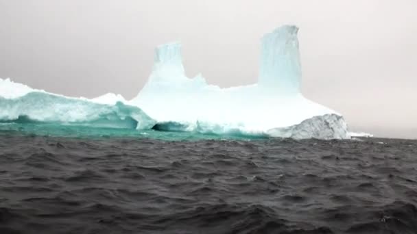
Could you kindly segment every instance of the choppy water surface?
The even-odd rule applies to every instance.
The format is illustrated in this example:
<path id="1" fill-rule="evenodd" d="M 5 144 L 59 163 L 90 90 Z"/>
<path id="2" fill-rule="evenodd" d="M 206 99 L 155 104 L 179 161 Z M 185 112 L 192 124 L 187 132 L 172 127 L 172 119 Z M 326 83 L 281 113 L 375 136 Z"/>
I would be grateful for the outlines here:
<path id="1" fill-rule="evenodd" d="M 417 233 L 417 142 L 0 131 L 0 233 Z"/>

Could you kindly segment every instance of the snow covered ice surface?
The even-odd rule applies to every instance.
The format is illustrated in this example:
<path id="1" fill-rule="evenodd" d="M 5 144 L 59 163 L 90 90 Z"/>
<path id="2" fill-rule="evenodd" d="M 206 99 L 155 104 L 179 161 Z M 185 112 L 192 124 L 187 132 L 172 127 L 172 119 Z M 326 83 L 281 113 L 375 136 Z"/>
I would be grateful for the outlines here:
<path id="1" fill-rule="evenodd" d="M 0 120 L 27 118 L 138 129 L 350 138 L 339 114 L 300 92 L 298 30 L 286 25 L 263 36 L 258 82 L 250 86 L 221 88 L 201 75 L 188 78 L 180 43 L 156 49 L 149 79 L 130 101 L 115 94 L 66 97 L 0 79 Z"/>
<path id="2" fill-rule="evenodd" d="M 88 127 L 147 129 L 155 121 L 137 107 L 122 102 L 103 104 L 32 89 L 0 79 L 0 121 L 47 122 Z M 106 96 L 112 96 L 108 94 Z M 117 96 L 114 95 L 115 97 Z M 113 101 L 118 101 L 115 99 Z"/>
<path id="3" fill-rule="evenodd" d="M 258 83 L 229 88 L 208 85 L 200 75 L 187 77 L 180 44 L 159 46 L 147 83 L 130 103 L 165 130 L 171 126 L 176 131 L 218 134 L 349 138 L 340 114 L 305 99 L 300 91 L 298 31 L 286 25 L 265 34 Z"/>

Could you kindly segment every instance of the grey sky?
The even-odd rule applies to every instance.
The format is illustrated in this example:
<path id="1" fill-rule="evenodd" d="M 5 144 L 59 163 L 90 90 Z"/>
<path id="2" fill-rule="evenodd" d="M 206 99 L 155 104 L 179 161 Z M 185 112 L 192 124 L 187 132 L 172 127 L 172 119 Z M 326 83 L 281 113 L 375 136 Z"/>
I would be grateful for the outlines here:
<path id="1" fill-rule="evenodd" d="M 0 0 L 0 77 L 130 99 L 154 48 L 181 41 L 189 77 L 257 80 L 260 38 L 300 27 L 302 92 L 354 130 L 417 138 L 417 1 Z"/>

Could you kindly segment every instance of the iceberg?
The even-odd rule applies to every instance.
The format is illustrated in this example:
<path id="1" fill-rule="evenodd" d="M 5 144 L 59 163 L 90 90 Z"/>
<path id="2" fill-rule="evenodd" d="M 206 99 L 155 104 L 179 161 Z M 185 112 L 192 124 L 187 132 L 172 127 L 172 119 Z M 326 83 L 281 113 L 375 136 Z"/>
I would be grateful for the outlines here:
<path id="1" fill-rule="evenodd" d="M 0 122 L 53 122 L 219 135 L 348 139 L 342 116 L 303 96 L 298 28 L 285 25 L 261 39 L 257 83 L 222 88 L 185 75 L 181 44 L 155 49 L 152 71 L 132 100 L 88 99 L 0 79 Z"/>
<path id="2" fill-rule="evenodd" d="M 188 78 L 181 44 L 160 45 L 147 82 L 130 103 L 164 131 L 350 138 L 342 115 L 301 94 L 298 31 L 285 25 L 265 34 L 258 82 L 228 88 L 209 85 L 201 75 Z"/>
<path id="3" fill-rule="evenodd" d="M 105 97 L 117 95 L 106 95 Z M 0 122 L 56 123 L 93 127 L 149 129 L 155 121 L 137 107 L 106 98 L 71 98 L 0 79 Z M 114 101 L 113 101 L 114 102 Z"/>

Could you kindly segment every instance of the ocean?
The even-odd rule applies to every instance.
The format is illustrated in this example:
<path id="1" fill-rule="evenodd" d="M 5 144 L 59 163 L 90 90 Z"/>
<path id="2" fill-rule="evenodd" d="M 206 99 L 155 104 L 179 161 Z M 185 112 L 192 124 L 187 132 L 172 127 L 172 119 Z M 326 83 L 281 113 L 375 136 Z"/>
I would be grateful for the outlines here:
<path id="1" fill-rule="evenodd" d="M 0 233 L 417 233 L 417 141 L 0 125 Z"/>

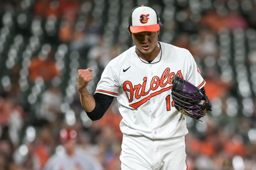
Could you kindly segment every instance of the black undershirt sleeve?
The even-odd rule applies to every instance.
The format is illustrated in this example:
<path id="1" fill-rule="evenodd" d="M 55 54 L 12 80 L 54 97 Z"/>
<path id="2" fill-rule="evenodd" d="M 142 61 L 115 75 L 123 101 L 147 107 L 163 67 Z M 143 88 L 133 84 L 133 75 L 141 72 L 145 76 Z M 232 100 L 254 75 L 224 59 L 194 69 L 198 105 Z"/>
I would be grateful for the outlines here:
<path id="1" fill-rule="evenodd" d="M 92 120 L 101 118 L 111 104 L 114 97 L 97 93 L 92 95 L 95 100 L 95 108 L 91 112 L 86 112 L 87 115 Z"/>

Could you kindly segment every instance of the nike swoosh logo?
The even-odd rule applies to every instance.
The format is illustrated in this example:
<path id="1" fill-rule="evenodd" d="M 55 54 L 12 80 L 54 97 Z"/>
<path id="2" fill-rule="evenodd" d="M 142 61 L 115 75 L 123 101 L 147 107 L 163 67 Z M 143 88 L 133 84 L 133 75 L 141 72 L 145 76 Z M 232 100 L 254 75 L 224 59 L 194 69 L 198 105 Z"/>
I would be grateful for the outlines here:
<path id="1" fill-rule="evenodd" d="M 128 69 L 129 69 L 129 68 L 130 68 L 130 67 L 131 67 L 131 66 L 130 66 L 130 67 L 129 67 L 127 68 L 126 68 L 126 69 L 125 69 L 125 70 L 124 70 L 124 69 L 123 70 L 123 71 L 124 72 L 126 72 L 126 71 L 127 71 L 127 70 L 128 70 Z"/>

(Requirements) Please print all of the records above word for word, leaving out the pictures.

(Solution to this problem)
Could you kindly segment every instance of the choppy water surface?
The even-odd rule applies to every instance.
The format is illustrated in this example:
<path id="1" fill-rule="evenodd" d="M 5 144 L 59 163 L 90 90 Z"/>
<path id="2" fill-rule="evenodd" d="M 206 99 L 155 104 L 179 161 Z M 185 112 L 192 124 L 187 132 L 172 127 L 172 119 Z M 326 83 L 281 113 L 375 136 Z"/>
I would be grateful for the outlines here:
<path id="1" fill-rule="evenodd" d="M 417 233 L 417 142 L 0 131 L 0 233 Z"/>

Could you kindly segment every instance of the snow covered ice surface?
The even-odd rule applies to every instance.
The format is illustrated in this example:
<path id="1" fill-rule="evenodd" d="M 5 144 L 59 163 L 90 90 Z"/>
<path id="2" fill-rule="evenodd" d="M 206 99 L 155 104 L 179 161 Z M 185 112 L 192 124 L 187 132 L 172 127 L 172 119 Z M 326 83 L 281 113 L 375 136 Z"/>
I would be grateful for the outlines here:
<path id="1" fill-rule="evenodd" d="M 0 120 L 27 118 L 138 129 L 350 138 L 339 114 L 300 92 L 298 30 L 286 25 L 263 36 L 258 82 L 250 86 L 221 88 L 201 75 L 188 78 L 180 43 L 156 49 L 149 79 L 130 101 L 115 94 L 66 97 L 0 79 Z"/>
<path id="2" fill-rule="evenodd" d="M 88 127 L 147 129 L 155 121 L 137 107 L 122 102 L 103 104 L 32 89 L 0 79 L 0 121 L 47 122 Z M 106 96 L 112 96 L 108 94 Z M 117 96 L 114 95 L 115 97 Z M 113 101 L 118 101 L 115 99 Z"/>
<path id="3" fill-rule="evenodd" d="M 258 83 L 229 88 L 208 85 L 200 75 L 187 77 L 180 44 L 159 46 L 147 83 L 130 103 L 165 130 L 171 126 L 176 131 L 218 134 L 349 138 L 340 114 L 305 99 L 300 91 L 298 31 L 286 25 L 265 34 Z"/>

Could you kindly segment every instance of the grey sky?
The even-odd rule applies to every instance.
The format is illustrated in this example:
<path id="1" fill-rule="evenodd" d="M 5 144 L 59 163 L 90 90 Z"/>
<path id="2" fill-rule="evenodd" d="M 206 99 L 155 104 L 179 161 Z M 185 112 L 192 124 L 187 132 L 172 127 L 172 119 Z M 326 83 L 281 113 L 375 136 Z"/>
I would be grateful for the outlines here:
<path id="1" fill-rule="evenodd" d="M 0 0 L 0 77 L 130 99 L 154 48 L 181 41 L 189 77 L 257 80 L 260 38 L 300 27 L 302 92 L 354 130 L 417 138 L 417 1 Z"/>

Could you kindly segment every instance of the iceberg?
The even-odd rule applies to every instance.
The format is illustrated in this example:
<path id="1" fill-rule="evenodd" d="M 5 144 L 59 163 L 90 90 Z"/>
<path id="2" fill-rule="evenodd" d="M 206 99 L 155 104 L 179 161 Z M 185 112 L 192 124 L 187 132 L 172 127 L 172 119 Z M 326 83 L 281 113 L 375 136 Z"/>
I would be grateful for the outlines here:
<path id="1" fill-rule="evenodd" d="M 0 122 L 53 122 L 219 135 L 348 139 L 342 116 L 303 96 L 298 28 L 285 25 L 261 39 L 257 83 L 222 88 L 185 75 L 181 44 L 155 49 L 152 71 L 132 100 L 88 99 L 0 79 Z"/>
<path id="2" fill-rule="evenodd" d="M 188 78 L 181 44 L 160 45 L 147 82 L 130 103 L 164 131 L 350 138 L 342 115 L 301 94 L 298 31 L 285 25 L 265 34 L 258 82 L 228 88 L 209 85 L 201 75 Z"/>
<path id="3" fill-rule="evenodd" d="M 105 97 L 117 95 L 106 95 Z M 0 122 L 56 123 L 93 127 L 149 129 L 155 121 L 137 107 L 106 98 L 71 98 L 0 79 Z M 114 101 L 113 101 L 114 102 Z"/>

Could you kindly segment every instance of the ocean?
The even-odd rule applies to every instance.
The format is illustrated in this example:
<path id="1" fill-rule="evenodd" d="M 5 144 L 59 163 L 90 90 Z"/>
<path id="2" fill-rule="evenodd" d="M 206 99 L 155 104 L 179 161 Z M 185 112 L 192 124 L 187 132 L 172 127 L 172 119 Z M 326 83 L 281 113 L 375 136 Z"/>
I would be grateful for the outlines here:
<path id="1" fill-rule="evenodd" d="M 0 233 L 417 233 L 417 141 L 0 125 Z"/>

Could you kindly segment every instance of the black undershirt sleeve?
The even-odd rule applies to every instance.
The format is illustrated in this example:
<path id="1" fill-rule="evenodd" d="M 55 54 L 12 80 L 54 97 Z"/>
<path id="2" fill-rule="evenodd" d="M 142 61 L 115 75 L 123 101 L 147 107 L 163 67 Z M 143 88 L 133 84 L 133 75 L 141 72 L 145 76 Z M 232 100 L 254 75 L 224 59 L 194 69 L 198 105 Z"/>
I would be grateful for the outlines here:
<path id="1" fill-rule="evenodd" d="M 92 120 L 101 118 L 111 104 L 114 97 L 97 93 L 92 95 L 95 100 L 95 108 L 91 112 L 86 112 L 87 115 Z"/>

Could you kindly segment every instance of the nike swoosh logo?
The even-odd rule applies to every instance.
The format is illustrated in this example:
<path id="1" fill-rule="evenodd" d="M 55 54 L 12 80 L 54 97 Z"/>
<path id="2" fill-rule="evenodd" d="M 142 61 L 115 75 L 123 101 L 147 107 L 163 67 Z M 143 88 L 133 84 L 133 75 L 141 72 L 145 76 Z M 232 100 L 254 75 L 224 59 L 194 69 L 198 105 Z"/>
I would be grateful for the outlines here:
<path id="1" fill-rule="evenodd" d="M 128 69 L 129 69 L 129 68 L 130 68 L 130 67 L 131 67 L 131 66 L 130 66 L 130 67 L 129 67 L 127 68 L 126 68 L 126 69 L 125 69 L 125 70 L 124 70 L 124 69 L 123 70 L 123 71 L 124 72 L 126 72 L 126 71 L 127 71 L 127 70 L 128 70 Z"/>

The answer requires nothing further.